Problem to work on
Reproduce the data below line by line, from its first line to the line with "positive clicks: (336, 146) (380, 149)", both included, and nothing past that point.

Records contained in a dataset
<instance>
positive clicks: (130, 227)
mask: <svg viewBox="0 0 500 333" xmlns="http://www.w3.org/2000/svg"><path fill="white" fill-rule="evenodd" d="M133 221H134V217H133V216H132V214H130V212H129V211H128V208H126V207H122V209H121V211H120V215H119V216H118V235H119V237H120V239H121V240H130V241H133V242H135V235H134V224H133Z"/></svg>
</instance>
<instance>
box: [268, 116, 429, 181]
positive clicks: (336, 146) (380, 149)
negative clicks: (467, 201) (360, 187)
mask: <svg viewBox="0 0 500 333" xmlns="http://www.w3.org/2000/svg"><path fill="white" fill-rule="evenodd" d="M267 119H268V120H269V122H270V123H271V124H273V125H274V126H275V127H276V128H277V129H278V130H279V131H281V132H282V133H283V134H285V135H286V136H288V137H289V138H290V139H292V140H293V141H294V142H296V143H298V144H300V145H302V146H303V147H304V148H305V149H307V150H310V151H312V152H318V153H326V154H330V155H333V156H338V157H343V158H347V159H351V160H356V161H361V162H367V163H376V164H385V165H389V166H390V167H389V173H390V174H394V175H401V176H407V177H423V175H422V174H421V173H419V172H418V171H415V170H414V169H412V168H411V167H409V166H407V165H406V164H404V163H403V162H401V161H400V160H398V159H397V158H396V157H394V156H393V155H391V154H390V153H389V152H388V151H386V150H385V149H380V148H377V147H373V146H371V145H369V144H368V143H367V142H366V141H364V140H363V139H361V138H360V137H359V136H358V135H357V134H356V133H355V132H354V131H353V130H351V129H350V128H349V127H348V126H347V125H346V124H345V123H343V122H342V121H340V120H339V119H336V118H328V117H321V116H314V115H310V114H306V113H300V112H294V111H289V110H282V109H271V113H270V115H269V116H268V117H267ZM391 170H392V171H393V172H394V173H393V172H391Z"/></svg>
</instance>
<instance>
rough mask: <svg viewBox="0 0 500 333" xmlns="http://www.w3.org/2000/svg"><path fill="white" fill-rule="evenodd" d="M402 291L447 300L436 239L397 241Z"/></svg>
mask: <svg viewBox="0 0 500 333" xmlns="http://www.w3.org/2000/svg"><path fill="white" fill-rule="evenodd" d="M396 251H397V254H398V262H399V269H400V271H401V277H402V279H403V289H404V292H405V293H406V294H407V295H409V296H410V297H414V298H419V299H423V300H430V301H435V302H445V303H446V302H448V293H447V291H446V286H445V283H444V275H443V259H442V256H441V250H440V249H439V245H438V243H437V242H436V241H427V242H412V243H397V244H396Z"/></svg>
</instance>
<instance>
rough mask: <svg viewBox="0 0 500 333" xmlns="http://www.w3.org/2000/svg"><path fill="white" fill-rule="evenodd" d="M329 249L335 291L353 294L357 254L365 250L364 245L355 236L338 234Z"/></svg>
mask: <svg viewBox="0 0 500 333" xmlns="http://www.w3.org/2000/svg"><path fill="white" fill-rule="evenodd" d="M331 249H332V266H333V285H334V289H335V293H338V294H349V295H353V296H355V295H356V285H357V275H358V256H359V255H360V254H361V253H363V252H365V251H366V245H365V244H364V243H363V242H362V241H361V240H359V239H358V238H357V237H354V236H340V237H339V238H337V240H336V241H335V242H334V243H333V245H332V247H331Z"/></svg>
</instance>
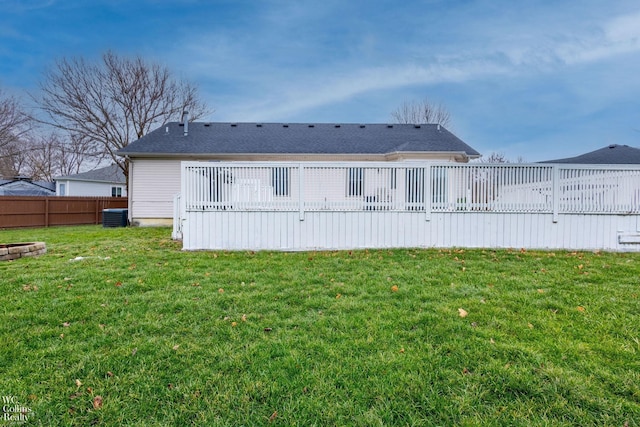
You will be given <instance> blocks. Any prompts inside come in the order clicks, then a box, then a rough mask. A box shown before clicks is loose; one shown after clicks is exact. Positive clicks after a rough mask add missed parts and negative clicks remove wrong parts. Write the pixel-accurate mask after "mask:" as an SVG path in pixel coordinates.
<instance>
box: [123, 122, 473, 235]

Result of this task
<instance>
positive clicks: (130, 227)
mask: <svg viewBox="0 0 500 333" xmlns="http://www.w3.org/2000/svg"><path fill="white" fill-rule="evenodd" d="M133 221H134V217H133V216H132V214H130V212H129V211H128V208H126V207H122V209H121V211H120V215H119V216H118V235H119V237H120V239H121V240H130V241H133V242H135V235H134V224H133Z"/></svg>
</instance>
<instance>
box: [268, 116, 429, 181]
positive clicks: (336, 146) (380, 149)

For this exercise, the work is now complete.